— WRITTEN EXERCISE —
Update the data from the line containing "--target white light streak" through the end by changing "white light streak" to "pale light streak" and leaving everything else unchanged. Give back only those lines.

— DATA FOR THIS EXERCISE —

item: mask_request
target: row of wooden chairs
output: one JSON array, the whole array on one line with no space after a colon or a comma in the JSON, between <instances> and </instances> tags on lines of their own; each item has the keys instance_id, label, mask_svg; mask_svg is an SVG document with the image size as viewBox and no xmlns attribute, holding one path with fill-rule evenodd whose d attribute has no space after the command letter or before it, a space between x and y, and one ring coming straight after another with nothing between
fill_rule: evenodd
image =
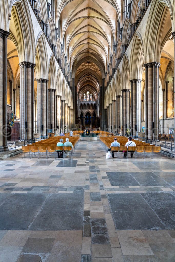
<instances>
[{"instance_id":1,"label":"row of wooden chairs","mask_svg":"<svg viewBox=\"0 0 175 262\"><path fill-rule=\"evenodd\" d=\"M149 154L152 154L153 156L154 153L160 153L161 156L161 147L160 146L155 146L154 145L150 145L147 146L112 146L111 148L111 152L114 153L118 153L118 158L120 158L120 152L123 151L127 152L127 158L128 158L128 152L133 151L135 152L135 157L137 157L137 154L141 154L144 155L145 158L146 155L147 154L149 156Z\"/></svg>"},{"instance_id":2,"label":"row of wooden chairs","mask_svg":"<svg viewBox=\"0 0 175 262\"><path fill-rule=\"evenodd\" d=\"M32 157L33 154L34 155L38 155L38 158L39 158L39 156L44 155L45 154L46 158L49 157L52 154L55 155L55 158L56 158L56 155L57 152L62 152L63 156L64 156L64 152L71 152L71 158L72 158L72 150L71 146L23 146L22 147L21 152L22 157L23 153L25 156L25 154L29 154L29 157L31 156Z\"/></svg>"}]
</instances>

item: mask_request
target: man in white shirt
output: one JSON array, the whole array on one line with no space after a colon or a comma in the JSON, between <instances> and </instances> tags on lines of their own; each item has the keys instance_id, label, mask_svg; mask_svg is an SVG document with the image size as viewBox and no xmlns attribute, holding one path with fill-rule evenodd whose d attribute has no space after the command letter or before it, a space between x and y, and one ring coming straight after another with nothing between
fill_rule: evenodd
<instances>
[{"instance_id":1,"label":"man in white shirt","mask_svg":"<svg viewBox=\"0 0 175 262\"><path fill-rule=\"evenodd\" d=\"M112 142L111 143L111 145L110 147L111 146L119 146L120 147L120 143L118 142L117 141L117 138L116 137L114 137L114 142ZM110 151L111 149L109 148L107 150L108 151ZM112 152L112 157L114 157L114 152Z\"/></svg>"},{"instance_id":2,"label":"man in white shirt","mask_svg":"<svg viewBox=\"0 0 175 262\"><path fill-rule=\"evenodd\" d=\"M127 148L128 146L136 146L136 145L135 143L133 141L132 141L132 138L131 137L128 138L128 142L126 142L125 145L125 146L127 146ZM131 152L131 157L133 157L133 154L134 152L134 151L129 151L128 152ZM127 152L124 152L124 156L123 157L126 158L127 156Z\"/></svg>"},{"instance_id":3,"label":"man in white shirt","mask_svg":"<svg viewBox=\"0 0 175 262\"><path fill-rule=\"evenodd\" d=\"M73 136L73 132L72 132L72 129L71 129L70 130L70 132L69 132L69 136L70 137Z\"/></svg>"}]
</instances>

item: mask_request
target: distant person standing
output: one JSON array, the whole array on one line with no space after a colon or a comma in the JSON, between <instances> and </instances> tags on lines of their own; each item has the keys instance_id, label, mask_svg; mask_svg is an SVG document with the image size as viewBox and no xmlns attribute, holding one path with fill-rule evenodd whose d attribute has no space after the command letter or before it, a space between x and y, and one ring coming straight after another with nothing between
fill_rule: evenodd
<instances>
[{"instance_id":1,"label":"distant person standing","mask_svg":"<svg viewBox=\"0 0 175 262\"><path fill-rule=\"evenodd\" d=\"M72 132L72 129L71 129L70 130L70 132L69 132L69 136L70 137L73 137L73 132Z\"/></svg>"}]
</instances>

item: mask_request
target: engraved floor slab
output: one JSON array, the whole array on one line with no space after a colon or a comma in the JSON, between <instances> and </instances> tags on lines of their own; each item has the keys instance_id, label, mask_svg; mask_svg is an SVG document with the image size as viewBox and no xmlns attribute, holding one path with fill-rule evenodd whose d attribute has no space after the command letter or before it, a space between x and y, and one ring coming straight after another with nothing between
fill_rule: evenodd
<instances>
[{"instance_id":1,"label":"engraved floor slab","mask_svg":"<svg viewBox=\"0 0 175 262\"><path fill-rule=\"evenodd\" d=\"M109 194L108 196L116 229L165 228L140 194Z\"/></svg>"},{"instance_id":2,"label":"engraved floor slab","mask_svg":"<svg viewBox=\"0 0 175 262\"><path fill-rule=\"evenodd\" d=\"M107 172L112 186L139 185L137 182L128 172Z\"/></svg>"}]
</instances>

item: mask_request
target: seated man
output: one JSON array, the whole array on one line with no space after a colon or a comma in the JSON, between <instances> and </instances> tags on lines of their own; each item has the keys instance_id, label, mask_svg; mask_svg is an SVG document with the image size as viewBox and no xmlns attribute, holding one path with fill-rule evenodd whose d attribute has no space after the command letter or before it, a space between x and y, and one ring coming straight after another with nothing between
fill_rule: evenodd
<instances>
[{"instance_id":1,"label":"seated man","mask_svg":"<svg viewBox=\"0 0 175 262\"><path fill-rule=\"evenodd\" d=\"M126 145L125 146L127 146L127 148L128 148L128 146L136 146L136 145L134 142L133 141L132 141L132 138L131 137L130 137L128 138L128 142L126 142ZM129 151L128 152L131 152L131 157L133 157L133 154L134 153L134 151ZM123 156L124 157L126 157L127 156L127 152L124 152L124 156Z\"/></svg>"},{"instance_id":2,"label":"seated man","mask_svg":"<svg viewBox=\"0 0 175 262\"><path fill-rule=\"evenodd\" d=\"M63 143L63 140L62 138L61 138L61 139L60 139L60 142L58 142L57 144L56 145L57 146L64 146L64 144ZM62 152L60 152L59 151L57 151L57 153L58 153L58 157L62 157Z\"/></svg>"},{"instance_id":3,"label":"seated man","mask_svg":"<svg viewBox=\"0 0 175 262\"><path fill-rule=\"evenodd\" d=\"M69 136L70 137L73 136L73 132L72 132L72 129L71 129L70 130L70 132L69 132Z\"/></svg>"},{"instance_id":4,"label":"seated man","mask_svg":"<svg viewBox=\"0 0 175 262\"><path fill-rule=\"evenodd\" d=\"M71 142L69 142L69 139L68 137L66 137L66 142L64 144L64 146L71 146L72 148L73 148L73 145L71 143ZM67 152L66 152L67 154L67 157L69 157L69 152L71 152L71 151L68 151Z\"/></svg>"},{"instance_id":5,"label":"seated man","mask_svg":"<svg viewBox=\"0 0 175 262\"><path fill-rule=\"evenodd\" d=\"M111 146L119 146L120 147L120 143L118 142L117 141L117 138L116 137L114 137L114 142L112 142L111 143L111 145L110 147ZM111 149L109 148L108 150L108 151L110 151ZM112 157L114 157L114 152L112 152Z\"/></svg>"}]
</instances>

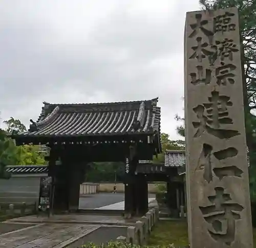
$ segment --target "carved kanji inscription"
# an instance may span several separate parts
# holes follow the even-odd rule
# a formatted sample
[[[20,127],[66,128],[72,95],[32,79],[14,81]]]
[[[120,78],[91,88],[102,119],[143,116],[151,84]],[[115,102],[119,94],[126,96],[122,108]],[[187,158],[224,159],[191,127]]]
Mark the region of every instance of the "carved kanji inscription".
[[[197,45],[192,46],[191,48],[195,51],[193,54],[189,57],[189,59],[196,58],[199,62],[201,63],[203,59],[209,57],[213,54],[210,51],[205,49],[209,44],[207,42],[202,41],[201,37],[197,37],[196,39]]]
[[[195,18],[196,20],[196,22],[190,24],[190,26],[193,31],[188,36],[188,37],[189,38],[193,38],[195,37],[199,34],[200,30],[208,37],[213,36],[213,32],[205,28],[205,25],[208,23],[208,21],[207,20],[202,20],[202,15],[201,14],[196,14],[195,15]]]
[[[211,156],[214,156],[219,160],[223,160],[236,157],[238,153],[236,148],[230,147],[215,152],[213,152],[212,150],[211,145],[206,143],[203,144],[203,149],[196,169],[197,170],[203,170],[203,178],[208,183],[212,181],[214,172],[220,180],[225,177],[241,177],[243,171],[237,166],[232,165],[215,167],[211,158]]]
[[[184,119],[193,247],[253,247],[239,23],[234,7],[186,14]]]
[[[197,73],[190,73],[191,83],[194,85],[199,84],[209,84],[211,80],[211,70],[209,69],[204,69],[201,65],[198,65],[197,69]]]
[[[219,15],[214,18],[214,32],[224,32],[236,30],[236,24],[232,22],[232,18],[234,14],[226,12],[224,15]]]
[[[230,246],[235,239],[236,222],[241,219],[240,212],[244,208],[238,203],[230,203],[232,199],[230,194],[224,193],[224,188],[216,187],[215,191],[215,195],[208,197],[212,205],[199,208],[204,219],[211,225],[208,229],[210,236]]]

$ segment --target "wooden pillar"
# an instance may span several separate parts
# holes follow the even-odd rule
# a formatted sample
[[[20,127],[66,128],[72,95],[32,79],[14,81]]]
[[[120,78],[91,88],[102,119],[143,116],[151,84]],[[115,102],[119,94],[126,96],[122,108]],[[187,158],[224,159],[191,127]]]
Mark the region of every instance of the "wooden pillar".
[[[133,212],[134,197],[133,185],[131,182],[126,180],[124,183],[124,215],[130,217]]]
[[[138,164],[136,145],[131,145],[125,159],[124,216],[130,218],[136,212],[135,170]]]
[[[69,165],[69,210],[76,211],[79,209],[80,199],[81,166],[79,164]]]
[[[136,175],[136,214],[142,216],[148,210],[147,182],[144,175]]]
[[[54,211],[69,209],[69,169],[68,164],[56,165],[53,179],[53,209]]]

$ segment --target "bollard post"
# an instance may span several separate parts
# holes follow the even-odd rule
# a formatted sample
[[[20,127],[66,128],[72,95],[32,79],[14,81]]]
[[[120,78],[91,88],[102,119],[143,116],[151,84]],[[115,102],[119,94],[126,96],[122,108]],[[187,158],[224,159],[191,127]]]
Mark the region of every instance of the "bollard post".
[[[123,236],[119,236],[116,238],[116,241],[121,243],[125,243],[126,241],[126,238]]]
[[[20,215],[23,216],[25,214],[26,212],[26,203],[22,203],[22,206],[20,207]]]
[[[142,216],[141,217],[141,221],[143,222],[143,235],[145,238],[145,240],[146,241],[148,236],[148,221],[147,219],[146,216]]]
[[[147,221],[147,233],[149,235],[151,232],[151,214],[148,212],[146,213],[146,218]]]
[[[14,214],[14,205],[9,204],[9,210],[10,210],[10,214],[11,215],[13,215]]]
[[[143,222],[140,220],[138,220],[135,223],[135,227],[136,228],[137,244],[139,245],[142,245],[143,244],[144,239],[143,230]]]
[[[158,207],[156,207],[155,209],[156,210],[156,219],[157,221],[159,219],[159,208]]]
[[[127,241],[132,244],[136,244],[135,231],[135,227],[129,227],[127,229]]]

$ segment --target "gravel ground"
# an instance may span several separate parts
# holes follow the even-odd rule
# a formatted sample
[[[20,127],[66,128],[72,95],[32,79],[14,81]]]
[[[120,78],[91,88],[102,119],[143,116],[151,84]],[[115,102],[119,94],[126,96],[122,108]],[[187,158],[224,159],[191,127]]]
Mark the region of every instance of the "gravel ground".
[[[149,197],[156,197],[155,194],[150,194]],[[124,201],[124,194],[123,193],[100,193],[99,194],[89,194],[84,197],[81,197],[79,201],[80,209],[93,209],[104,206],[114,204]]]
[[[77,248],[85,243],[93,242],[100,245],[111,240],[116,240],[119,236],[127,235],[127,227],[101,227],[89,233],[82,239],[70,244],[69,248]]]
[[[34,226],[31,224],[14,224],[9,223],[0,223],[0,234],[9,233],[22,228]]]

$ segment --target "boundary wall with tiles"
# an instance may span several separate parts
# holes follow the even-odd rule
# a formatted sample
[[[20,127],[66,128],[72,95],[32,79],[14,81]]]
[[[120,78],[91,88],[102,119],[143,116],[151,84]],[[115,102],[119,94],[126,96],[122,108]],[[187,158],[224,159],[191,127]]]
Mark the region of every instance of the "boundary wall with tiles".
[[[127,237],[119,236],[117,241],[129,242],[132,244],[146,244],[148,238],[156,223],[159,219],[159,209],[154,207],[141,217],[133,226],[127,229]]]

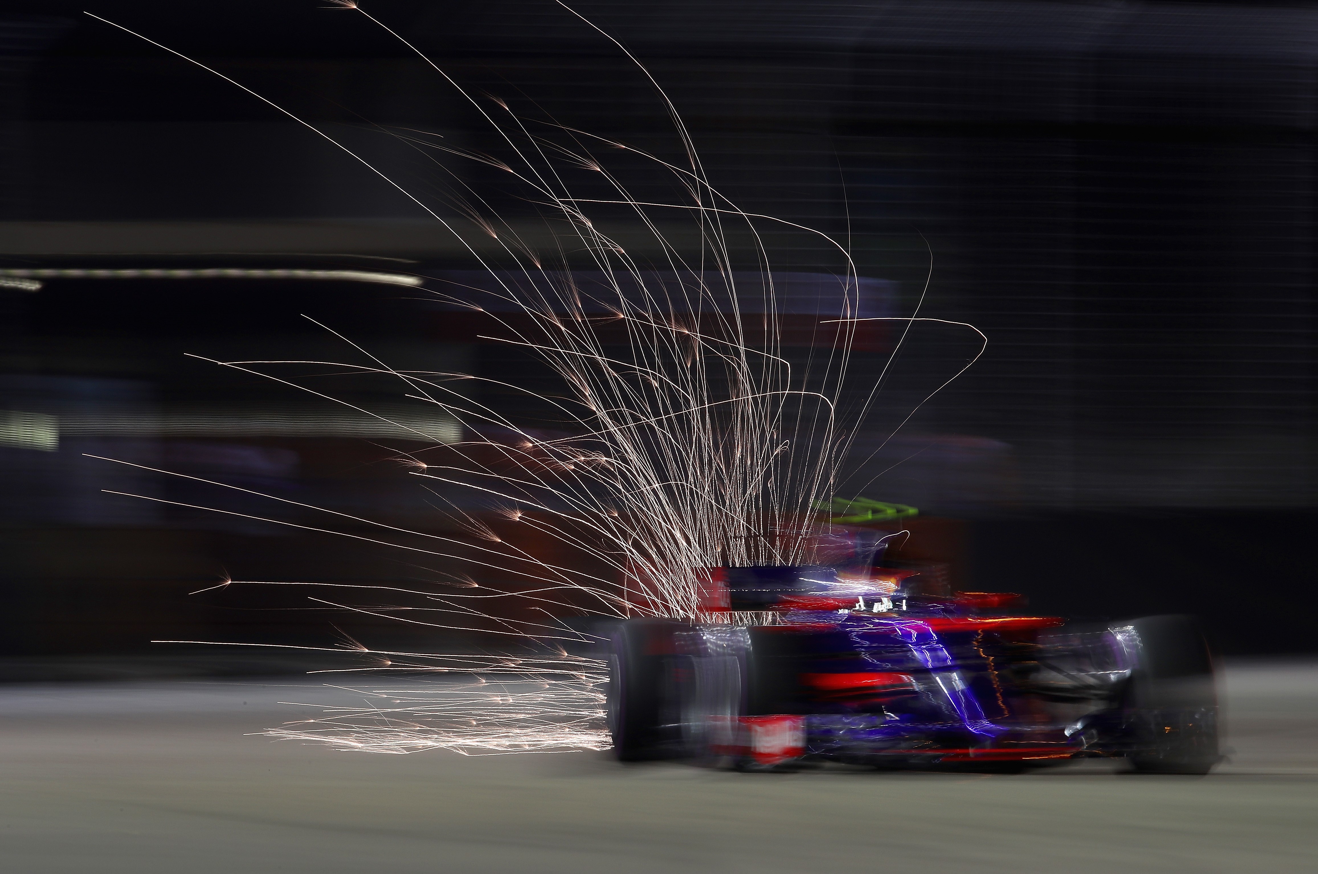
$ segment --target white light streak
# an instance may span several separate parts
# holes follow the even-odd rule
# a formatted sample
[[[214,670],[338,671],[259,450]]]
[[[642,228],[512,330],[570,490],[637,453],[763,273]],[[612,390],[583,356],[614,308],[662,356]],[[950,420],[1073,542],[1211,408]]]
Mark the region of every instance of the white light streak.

— EXERCISE SOLUTION —
$ segment --target pale light streak
# an instance may span several separate parts
# holes follow the even-odd rule
# a formatted sample
[[[214,670],[338,671],[259,450]]]
[[[642,228],[512,330],[570,490],[637,453],[763,273]],[[612,390],[583,356],[614,308],[662,356]],[[950,420],[1073,542],[1211,408]]]
Mark the region of every instance of the pale light streak.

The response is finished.